Tareas requeridas:
1) Indica si cada una de estas afirmaciones concuerda con el texto sobre el aumento de peso, respondiendo sí o no y citando textualmente las palabras que lo deciden: (a) el aumento fue de 2 kilos respecto al peso promedio de los últimos dos años; (b) la inyección se dejó por indicación médica; (c) la báscula ya muestra una bajada de peso.
2) Copia sin ningún cambio todo el fragmento del texto sobre el aumento de peso, desde "Por el momento, con" hasta "El cuerpo tampoco.".

Aumenté 2 kilos por encima del peso promedio de los últimos dos años y me atormenta, terriblemente.
Me estorba en la forma que me talla el vestido de baño, en los jeans que no se me caen, en el pantalón que queda con las bolsas a medio abrir porque aprieta justo la cantidad exacta para mortificarme.
Los tengo identificados: no me puse la inyección que me controla el apetito, según yo haciendo un experimento porque la verdad ya estaba harta de que todo me cayera mal, de las náuseas y los mareos que yo atribuía a efectos del cáncer gástrico y aunque renegaba, también ya me estaba resignando a vivir con eso.
Sin la inyección, volví a sentir HAMBRE. Y esos dos kilos se repartieron entre chocolates, galletas, helados, muchos helados, popis, jelly beans y cuando barrí con todo eso, con algo dulcito que siempre hace falta.
Entonces, me dije, probaré bajarlos a punta de fuerza de voluntad y si no funciona, regreso a la inyección.
Por el momento, con mucho esfuerzo y huyéndole a la tentación, he logrado disminuir la cantidad de dulce. Pero la pesa aun no se entera. El cuerpo tampoco.

Entradas proporcionadas:
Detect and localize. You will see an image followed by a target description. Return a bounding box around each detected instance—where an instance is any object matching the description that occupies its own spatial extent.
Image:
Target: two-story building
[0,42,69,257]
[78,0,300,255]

Respuestas escritas:
1)
(a) Sí: «Aumenté 2 kilos por encima del peso promedio de los últimos dos años».
(b) No: «según yo haciendo un experimento porque la verdad ya estaba harta de que todo me cayera mal».
(c) No: «Pero la pesa aun no se entera.»

2)
Por el momento, con mucho esfuerzo y huyéndole a la tentación, he logrado disminuir la cantidad de dulce. Pero la pesa aun no se entera. El cuerpo tampoco.